### YOUR TASK
Rewrite the lines from the one containing "Where can you see the glass" through the end of the material, replacing "spring onion" with "scallion" and leaving everything else unchanged.

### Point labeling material
- - -

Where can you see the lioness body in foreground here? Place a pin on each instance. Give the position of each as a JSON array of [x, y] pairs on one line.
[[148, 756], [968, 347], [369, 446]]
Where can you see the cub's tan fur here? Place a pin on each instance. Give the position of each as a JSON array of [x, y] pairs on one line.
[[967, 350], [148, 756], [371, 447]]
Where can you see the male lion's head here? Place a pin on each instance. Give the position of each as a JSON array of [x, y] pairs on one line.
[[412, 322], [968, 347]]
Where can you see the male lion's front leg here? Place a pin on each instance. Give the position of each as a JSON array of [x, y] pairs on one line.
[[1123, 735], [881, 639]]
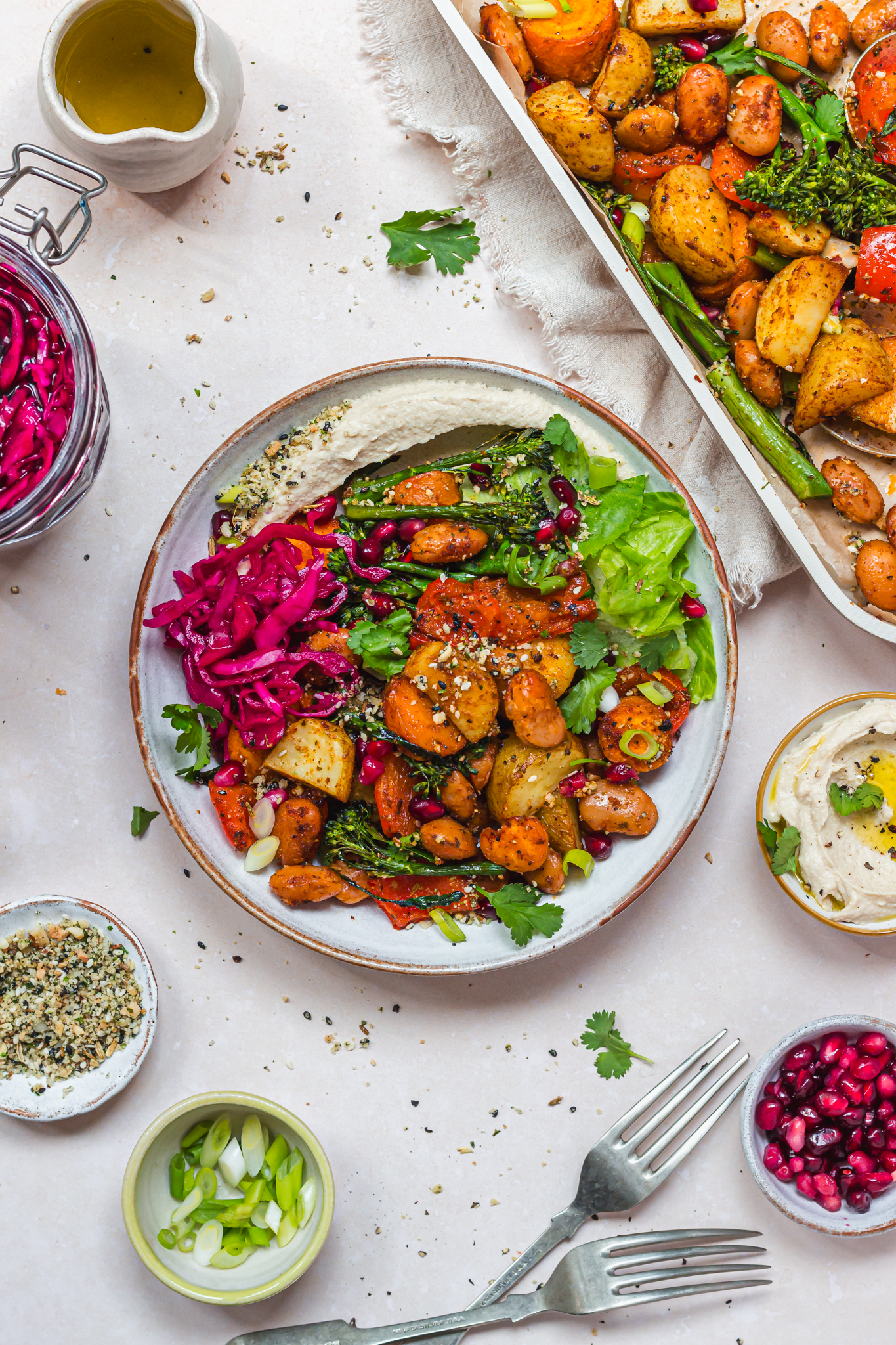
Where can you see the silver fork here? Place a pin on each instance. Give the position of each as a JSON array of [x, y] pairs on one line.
[[589, 1279]]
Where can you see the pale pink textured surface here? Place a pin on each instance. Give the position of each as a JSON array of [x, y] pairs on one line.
[[707, 947]]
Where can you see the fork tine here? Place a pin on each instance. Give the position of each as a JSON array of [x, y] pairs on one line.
[[696, 1107], [683, 1151], [648, 1101], [685, 1290], [668, 1107], [679, 1273], [647, 1258]]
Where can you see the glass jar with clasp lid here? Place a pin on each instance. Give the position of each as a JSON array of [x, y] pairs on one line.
[[54, 410]]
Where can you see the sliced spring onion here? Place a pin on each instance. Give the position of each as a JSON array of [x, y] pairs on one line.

- - -

### FULL SOLUTION
Where can you see the glass jar with clasp lid here? Place a pin on each instance. Give the position of each as a JSON array of [x, y] pairs on one line.
[[54, 410]]
Where can you see the sliced scallion here? Place a pin on each instance. Give the position of each as a JSON array of [x, y] pairs on one line.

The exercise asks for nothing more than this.